(Entries of labeled points)

*****

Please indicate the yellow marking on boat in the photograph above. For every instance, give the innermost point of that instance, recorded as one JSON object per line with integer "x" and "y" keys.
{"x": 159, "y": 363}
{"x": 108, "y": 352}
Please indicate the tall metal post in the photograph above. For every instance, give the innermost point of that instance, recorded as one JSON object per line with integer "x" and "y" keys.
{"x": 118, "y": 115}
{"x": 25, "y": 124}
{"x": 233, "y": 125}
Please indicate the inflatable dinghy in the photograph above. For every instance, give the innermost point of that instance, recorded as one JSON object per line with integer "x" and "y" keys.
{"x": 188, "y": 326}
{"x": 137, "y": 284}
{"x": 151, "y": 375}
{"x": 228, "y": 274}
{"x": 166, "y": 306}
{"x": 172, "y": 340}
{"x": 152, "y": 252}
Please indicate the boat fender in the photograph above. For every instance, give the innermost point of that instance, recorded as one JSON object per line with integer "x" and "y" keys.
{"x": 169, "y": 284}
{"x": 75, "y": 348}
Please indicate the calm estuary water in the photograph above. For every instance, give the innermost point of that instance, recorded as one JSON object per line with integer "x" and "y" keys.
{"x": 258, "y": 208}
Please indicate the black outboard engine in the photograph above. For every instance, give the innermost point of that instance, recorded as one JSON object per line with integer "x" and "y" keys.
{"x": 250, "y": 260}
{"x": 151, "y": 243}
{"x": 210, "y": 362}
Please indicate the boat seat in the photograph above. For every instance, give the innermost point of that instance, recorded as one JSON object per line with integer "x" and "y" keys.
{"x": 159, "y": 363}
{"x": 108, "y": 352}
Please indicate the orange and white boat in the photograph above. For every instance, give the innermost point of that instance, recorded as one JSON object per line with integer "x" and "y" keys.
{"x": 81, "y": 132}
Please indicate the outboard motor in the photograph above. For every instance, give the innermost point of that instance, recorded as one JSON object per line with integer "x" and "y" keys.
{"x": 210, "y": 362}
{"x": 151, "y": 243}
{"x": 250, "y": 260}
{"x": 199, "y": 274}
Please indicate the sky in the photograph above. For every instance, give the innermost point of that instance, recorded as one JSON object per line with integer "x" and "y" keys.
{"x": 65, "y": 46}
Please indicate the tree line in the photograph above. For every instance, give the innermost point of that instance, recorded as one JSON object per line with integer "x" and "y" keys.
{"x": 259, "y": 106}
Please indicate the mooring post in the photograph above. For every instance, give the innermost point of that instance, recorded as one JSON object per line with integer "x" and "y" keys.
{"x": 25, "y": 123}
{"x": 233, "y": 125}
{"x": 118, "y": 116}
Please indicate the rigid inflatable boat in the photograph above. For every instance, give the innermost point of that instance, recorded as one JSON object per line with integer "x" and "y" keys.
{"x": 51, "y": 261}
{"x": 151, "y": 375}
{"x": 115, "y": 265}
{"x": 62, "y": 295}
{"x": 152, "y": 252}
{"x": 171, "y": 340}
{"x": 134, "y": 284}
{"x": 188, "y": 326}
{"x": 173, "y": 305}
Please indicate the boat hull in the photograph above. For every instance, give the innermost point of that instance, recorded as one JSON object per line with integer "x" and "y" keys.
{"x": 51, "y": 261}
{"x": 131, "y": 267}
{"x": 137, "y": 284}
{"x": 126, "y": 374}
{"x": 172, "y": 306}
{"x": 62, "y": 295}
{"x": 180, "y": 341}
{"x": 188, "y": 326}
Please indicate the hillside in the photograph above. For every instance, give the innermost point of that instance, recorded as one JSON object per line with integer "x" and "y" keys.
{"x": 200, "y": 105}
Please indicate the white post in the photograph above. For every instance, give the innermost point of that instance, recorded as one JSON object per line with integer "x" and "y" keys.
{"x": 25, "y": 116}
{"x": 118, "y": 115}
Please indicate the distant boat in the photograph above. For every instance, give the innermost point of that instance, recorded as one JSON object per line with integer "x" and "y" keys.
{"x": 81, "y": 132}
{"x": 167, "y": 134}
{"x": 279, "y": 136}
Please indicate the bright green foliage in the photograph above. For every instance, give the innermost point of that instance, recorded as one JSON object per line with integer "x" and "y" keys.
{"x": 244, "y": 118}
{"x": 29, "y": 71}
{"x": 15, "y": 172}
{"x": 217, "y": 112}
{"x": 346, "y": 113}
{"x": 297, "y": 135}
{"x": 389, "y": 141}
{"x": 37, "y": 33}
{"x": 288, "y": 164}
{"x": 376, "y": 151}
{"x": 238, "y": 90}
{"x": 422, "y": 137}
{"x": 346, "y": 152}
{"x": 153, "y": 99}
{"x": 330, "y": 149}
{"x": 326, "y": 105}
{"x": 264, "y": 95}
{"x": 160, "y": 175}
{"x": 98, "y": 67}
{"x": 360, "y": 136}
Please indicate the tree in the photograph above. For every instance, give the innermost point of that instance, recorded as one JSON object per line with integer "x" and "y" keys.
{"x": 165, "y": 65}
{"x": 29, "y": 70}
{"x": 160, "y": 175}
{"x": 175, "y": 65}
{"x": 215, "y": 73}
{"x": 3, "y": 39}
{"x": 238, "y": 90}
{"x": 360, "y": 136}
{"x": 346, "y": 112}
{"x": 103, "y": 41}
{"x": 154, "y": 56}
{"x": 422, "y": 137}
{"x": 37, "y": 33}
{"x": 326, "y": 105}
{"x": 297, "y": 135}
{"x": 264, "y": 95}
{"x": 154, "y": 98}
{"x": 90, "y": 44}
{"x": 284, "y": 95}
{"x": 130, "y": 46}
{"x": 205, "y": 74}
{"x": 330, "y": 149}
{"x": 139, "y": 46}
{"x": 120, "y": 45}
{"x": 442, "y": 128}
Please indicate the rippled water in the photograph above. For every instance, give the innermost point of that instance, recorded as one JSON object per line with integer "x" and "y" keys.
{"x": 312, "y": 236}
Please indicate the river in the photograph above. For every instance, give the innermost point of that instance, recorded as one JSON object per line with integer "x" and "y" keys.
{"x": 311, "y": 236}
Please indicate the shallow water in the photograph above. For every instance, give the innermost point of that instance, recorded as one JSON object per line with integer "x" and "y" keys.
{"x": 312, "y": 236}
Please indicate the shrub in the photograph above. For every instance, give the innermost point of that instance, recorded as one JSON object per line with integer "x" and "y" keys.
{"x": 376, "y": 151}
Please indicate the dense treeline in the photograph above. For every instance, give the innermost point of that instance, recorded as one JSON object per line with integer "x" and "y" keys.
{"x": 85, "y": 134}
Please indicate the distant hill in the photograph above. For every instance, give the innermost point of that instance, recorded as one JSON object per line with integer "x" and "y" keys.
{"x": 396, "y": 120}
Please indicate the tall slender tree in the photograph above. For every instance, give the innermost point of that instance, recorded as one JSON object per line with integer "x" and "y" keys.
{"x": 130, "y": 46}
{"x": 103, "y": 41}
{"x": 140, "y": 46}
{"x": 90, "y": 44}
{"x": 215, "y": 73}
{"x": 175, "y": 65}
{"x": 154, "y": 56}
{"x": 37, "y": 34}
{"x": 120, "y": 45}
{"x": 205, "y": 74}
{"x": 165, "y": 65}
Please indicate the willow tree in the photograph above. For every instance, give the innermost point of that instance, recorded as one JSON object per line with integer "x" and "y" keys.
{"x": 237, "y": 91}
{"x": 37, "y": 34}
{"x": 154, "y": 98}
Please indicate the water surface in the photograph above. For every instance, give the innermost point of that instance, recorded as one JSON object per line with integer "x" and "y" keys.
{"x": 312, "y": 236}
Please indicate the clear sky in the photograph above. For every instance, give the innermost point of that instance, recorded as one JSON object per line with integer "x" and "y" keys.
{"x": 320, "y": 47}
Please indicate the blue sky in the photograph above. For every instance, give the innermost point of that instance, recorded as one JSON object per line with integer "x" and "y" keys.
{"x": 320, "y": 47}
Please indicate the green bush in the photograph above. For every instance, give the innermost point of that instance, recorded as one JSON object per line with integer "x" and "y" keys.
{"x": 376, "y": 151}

*****

Set task: Edit the section that starts at the line containing "Please indicate the green" and runs through the end of the entries, changing "bush" to "shrub" and leaving everything else unchanged.

Response below:
Please indicate the green shrub in the photograph above. For every instance, give the innermost point of that instance, recorded as one JSON object per line with integer "x" and "y" keys.
{"x": 376, "y": 151}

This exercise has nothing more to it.